Directions:
Could you extract every entry below and reproduce it exactly?

Material:
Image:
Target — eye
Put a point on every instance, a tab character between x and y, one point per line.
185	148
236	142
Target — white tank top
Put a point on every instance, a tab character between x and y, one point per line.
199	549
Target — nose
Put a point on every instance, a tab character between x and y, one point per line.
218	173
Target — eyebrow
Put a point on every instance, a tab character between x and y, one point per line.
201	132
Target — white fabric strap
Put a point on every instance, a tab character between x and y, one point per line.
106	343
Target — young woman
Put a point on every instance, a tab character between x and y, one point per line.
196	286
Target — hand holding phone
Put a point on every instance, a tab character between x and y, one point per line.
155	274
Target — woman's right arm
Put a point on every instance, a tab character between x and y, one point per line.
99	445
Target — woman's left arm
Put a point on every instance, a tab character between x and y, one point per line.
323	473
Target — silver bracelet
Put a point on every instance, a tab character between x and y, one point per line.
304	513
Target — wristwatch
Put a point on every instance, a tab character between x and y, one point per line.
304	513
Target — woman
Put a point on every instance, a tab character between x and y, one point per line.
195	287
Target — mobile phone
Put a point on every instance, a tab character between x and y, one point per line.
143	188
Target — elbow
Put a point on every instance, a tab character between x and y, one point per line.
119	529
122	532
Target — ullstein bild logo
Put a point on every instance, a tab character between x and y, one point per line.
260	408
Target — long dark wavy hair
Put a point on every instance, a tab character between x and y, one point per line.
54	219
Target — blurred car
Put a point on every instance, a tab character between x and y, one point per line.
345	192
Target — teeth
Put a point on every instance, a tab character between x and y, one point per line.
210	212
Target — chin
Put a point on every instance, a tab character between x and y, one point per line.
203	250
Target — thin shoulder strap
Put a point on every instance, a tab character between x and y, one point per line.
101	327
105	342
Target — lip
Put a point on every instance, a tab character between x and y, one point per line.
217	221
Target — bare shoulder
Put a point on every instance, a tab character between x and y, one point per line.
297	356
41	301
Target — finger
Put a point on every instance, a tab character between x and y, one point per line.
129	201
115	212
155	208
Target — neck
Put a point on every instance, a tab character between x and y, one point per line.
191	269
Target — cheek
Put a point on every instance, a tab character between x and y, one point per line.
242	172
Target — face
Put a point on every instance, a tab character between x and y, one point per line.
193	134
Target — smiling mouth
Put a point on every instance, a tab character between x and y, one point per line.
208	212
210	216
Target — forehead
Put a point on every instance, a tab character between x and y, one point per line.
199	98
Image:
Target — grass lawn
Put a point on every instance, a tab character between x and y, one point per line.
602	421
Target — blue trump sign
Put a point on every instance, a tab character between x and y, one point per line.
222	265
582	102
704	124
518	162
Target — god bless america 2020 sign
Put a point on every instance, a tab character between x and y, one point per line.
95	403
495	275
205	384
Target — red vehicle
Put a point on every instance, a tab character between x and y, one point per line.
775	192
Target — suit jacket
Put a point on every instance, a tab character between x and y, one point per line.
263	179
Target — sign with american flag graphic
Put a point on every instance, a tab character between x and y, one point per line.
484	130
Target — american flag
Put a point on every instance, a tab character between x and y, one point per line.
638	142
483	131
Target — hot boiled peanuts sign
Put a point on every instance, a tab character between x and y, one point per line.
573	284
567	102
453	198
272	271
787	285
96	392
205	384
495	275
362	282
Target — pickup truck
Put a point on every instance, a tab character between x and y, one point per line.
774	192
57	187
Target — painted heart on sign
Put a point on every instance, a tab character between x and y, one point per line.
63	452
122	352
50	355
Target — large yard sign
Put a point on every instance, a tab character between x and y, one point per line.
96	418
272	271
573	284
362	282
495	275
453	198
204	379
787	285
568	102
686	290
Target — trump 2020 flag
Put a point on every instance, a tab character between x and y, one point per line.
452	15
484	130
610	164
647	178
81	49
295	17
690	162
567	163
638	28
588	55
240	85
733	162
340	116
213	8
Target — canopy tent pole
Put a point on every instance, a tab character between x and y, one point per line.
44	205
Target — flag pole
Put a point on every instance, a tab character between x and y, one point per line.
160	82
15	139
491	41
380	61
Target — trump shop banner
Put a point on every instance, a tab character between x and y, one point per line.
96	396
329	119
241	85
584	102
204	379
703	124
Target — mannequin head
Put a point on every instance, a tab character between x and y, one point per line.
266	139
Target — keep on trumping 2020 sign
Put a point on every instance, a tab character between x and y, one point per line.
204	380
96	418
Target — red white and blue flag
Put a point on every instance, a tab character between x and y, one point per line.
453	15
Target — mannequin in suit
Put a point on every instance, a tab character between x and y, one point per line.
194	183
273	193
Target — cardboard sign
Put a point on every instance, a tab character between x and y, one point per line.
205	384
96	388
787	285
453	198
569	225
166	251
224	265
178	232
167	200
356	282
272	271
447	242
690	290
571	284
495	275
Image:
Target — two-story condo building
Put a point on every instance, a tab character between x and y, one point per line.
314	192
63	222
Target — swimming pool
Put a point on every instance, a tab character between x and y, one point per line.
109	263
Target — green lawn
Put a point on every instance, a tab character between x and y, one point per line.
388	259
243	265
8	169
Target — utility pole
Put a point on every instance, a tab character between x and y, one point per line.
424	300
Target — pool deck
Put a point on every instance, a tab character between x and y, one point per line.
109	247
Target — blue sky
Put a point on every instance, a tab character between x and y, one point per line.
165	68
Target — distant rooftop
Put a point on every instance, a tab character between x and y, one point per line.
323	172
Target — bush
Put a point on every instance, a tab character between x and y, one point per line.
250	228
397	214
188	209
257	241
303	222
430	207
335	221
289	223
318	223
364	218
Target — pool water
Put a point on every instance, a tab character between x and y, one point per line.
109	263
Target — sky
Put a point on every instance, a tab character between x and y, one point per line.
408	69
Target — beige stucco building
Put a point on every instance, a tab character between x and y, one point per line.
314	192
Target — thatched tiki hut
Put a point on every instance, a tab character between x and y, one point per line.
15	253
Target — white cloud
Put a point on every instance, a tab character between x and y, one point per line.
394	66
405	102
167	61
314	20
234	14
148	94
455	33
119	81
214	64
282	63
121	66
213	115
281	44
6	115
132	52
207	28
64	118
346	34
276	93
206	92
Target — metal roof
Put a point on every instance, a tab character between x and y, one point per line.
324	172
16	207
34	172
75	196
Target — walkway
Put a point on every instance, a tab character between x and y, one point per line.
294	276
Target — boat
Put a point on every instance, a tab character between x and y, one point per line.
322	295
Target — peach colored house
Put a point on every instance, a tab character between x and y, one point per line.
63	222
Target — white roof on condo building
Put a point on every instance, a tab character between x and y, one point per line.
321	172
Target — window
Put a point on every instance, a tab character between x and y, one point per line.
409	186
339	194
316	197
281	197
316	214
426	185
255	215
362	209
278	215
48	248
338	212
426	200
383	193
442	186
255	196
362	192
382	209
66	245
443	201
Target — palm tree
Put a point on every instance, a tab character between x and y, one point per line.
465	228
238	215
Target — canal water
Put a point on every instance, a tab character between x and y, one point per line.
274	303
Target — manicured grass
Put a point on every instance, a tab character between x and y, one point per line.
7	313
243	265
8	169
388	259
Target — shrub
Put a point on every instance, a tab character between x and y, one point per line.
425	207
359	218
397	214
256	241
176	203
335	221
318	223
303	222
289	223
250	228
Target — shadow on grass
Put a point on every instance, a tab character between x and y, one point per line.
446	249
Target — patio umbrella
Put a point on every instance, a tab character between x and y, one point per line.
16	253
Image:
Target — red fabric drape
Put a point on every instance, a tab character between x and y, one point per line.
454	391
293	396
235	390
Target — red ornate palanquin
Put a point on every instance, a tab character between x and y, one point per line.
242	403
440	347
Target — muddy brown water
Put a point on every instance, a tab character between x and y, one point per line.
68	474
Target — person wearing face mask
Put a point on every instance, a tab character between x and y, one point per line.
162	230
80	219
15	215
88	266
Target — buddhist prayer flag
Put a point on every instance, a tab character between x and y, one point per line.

The output:
Image:
Target — eye
Put a point on every instance, a tab character between x and y, one point per line.
185	148
236	142
Target — white tank top
Put a point on every instance, a tab character between x and y, one point per line.
199	549
Target — nose
Put a point on every instance, a tab character between x and y, one point per line.
218	173
Target — eyebrow
Put a point on every instance, a tab character between x and y, one point per line.
201	132
Target — white fabric strap
Put a point on every instance, a tab character between x and y, one point per line.
106	343
Target — young woman
Put a point on every instance, a tab character between x and y, one point per line.
196	286
Target — hand holding phone
Put a point on every instance, a tab character between x and y, one point per line.
155	274
Target — woman's right arm
Put a point on every instance, a tab character between x and y, one point per line.
99	445
Target — woman's left arm
Put a point on every instance, a tab character between x and y, one point per line.
323	473
Target — silver bracelet
Put a point on every instance, a tab character between x and y, one point per line.
304	513
Target — wristwatch
Put a point on every instance, a tab character between x and y, one point per line.
304	513
Target — woman
Put a point on every instance, a tab character between x and y, one point per line.
195	287
Target — mobile phone
Put a point on every instance, a tab character between x and y, one point per line.
143	188
Target — elbow
Put a point on every instance, a tab character between x and y, one point per line.
119	529
122	532
Target — ullstein bild logo
Put a point on every instance, a tab character between x and y, one point per line.
260	408
Target — long dark wavy hair
Put a point on every instance, a tab character between x and y, one point per line.
54	219
Target — blurred car
Put a point on every instance, a tab character between x and y, one point per line.
345	192
Target — teeth
Put a point on every instance, a tab character between x and y, one point per line.
210	212
Target — chin
Put a point on every instance, a tab character between x and y, one point per line.
203	250
Target — thin shoulder strap
Put a point on every instance, a tab character between x and y, one point per line.
101	327
105	342
Target — lip
Put a point on every instance, a tab character between x and y, one point per line.
217	221
Target — bare shoulder
Put a point on every instance, a tab character between x and y, one point per line.
297	356
41	301
Target — finger
Put a point on every instance, a tab character between x and y, one point per line.
129	201
115	212
155	208
Target — neck
Put a point on every instance, a tab character between x and y, one point per line.
191	269
Target — cheek
Put a point on every instance, a tab character between x and y, one point per line.
242	172
Target — face
Put a point on every instance, a tab character between x and y, one point per line.
193	134
Target — smiling mouth
Put a point on every instance, a tab character between x and y, one point per line.
208	212
210	216
Target — forehead
Put a point on every instance, a tab character between x and y, one point per line.
199	98
Image:
Target — grass lawn
Put a point on every instance, a tab character between x and y, one point per line.
602	421
Target — blue trump sign
Put a point on every instance, a tab character between x and y, one point per line.
222	265
582	102
704	124
518	162
Target — god bless america 2020 sign
Put a point on every instance, a tab character between x and y, one point per line.
95	403
495	275
205	384
Target — red vehicle
Put a point on every instance, a tab character between x and y, one point per line.
775	192
Target — suit jacket
Put a point on every instance, a tab character between x and y, one point per line.
263	179
Target — sign with american flag graphic
Put a point on every instance, a tab character between x and y, one point per line.
484	130
Target — american flag
Put a point on every instance, a tab character between x and y, one point per line.
638	142
483	131
Target — hot boiled peanuts sign
Put a point on every instance, a tab character between x and y, one point per line.
573	284
567	102
453	198
272	271
787	285
96	392
205	384
495	275
362	282
Target — pickup truck
Put a point on every instance, a tab character between x and y, one point per line.
774	192
57	187
Target — painted heart on sign
Put a point on every instance, a tab character between x and y, one point per line.
63	452
122	352
50	355
Target — large yard sign
Put a point on every instance, a tab character between x and y, one point per line.
96	418
272	271
573	284
362	282
495	275
453	198
204	379
787	285
568	102
686	290
Target — trump 2020 flag
Put a point on every instance, a tab character between x and y, one point per line.
452	15
484	130
610	164
647	178
81	49
295	17
690	162
567	163
638	28
588	55
240	85
733	162
340	116
213	8
Target — canopy tent pole
Put a point on every instance, a tab character between x and y, one point per line.
44	205
Target — flag pole
Put a point on every instance, a tab character between x and y, one point per line.
160	82
15	139
491	41
380	61
Target — trump shop banner
Put a point on every instance, a tab character between x and y, one point per line.
96	396
329	119
241	85
584	102
204	379
703	124
Target — mannequin head
Put a point on every instance, a tab character between x and y, one point per line.
266	139
Target — keep on trumping 2020 sign
Put a point on every instance, a tab character between x and y, one point per line.
204	380
96	418
Target — red white and blue flag
Put a point on every instance, a tab character between x and y, one point per line.
453	15
Target — mannequin in suit
Put a point on every instance, a tab character between x and y, one point per line.
194	183
273	193
Target — cardboard sign
Put a point on every instance, a tab character between x and y, one point per line.
205	384
96	388
787	285
453	198
569	225
166	251
224	265
178	232
167	200
356	282
272	271
447	242
690	290
571	284
495	275
Image:
Target — two-story condo building
Put a point on every instance, a tab character between x and y, one point per line.
314	192
63	222
Target — swimming pool
Put a point on every instance, a tab character between x and y, one point per line.
109	263
Target — green lawn
Put a point on every instance, a tab character between x and y, one point per line.
388	259
243	265
8	169
Target — utility pole
Put a point on every instance, a tab character between x and y, one point per line.
424	300
Target — pool deck
Put a point on every instance, a tab character between x and y, one point per line.
109	247
Target — blue sky
Put a point on every instance, a tab character between x and y, one point per line.
165	68
Target — distant rooftop
Put a point on every instance, a tab character between x and y, one point per line.
323	172
Target — bush
Put a point on every instance, a tab character between x and y, one point per line.
250	228
397	214
188	209
257	241
303	222
430	207
335	221
289	223
318	223
364	218
Target — pool water
Put a point on every instance, a tab character between x and y, one point per line.
109	263
Target — sky
Put a point on every instance, a tab character between x and y, one point per line.
408	69
Target — beige stucco building
Put a point on every instance, a tab character between x and y, one point per line.
314	192
Target — thatched tiki hut
Put a point on every instance, a tab character between x and y, one point per line.
15	253
Target — white cloud
Put a point on every instance, a tab character between x and y, one point per line.
394	66
405	102
167	61
314	20
234	14
148	94
455	33
119	81
214	64
282	63
121	66
213	115
281	44
6	115
132	52
207	28
64	118
346	34
276	93
206	92
Target — metal roof
Put a point on every instance, a tab character between x and y, one point per line.
324	172
16	207
34	172
75	196
Target — walkway
Put a point on every instance, a tab character between x and y, one point per line.
294	276
Target — boat
Put a point on every instance, a tab character between x and y, one point per line.
322	295
Target — peach colored house
Put a point on every instance, a tab character between x and y, one point per line.
63	222
Target — white roof on condo building
Put a point on every instance, a tab character between x and y, one point per line.
321	172
Target — window
Put a point on every instance, a tab character between x and y, one point per line.
409	186
339	194
316	197
281	197
316	214
426	185
255	215
362	209
278	215
48	248
338	212
426	200
383	193
442	186
255	196
362	192
382	209
66	245
443	201
Target — palm tree
Put a point on every instance, a tab character between x and y, one point per line.
465	228
238	215
Target — canal water
Put a point on every instance, a tab character between x and y, one point per line.
274	303
Target — manicured grass
Put a point on every instance, a tab character between x and y, one point per line.
7	313
243	265
8	169
388	259
Target — shrub
Put a point on every instance, a tab character between x and y, one point per line.
425	207
359	218
397	214
256	241
176	203
335	221
318	223
303	222
289	223
250	228
Target — shadow on grass
Put a point on every instance, a tab character between x and y, one point per line.
446	249
Target — patio umbrella
Put a point on every instance, a tab character between x and y, one point per line.
16	253
Image:
Target — red fabric drape
Put a point on every instance, a tab character between x and y, one point per line.
454	391
293	396
235	390
Target — red ornate palanquin
Put a point on every instance, a tab character between x and y, one point per line.
242	403
440	347
Target — muddy brown water
Put a point on every instance, a tab character between x and y, one point per line.
68	474
Target — person wearing face mask
Put a point on every instance, a tab character between x and y, one point per line.
162	230
80	219
15	215
88	266
Target — buddhist prayer flag
Put a point on every instance, a tab character between x and y, one point per line.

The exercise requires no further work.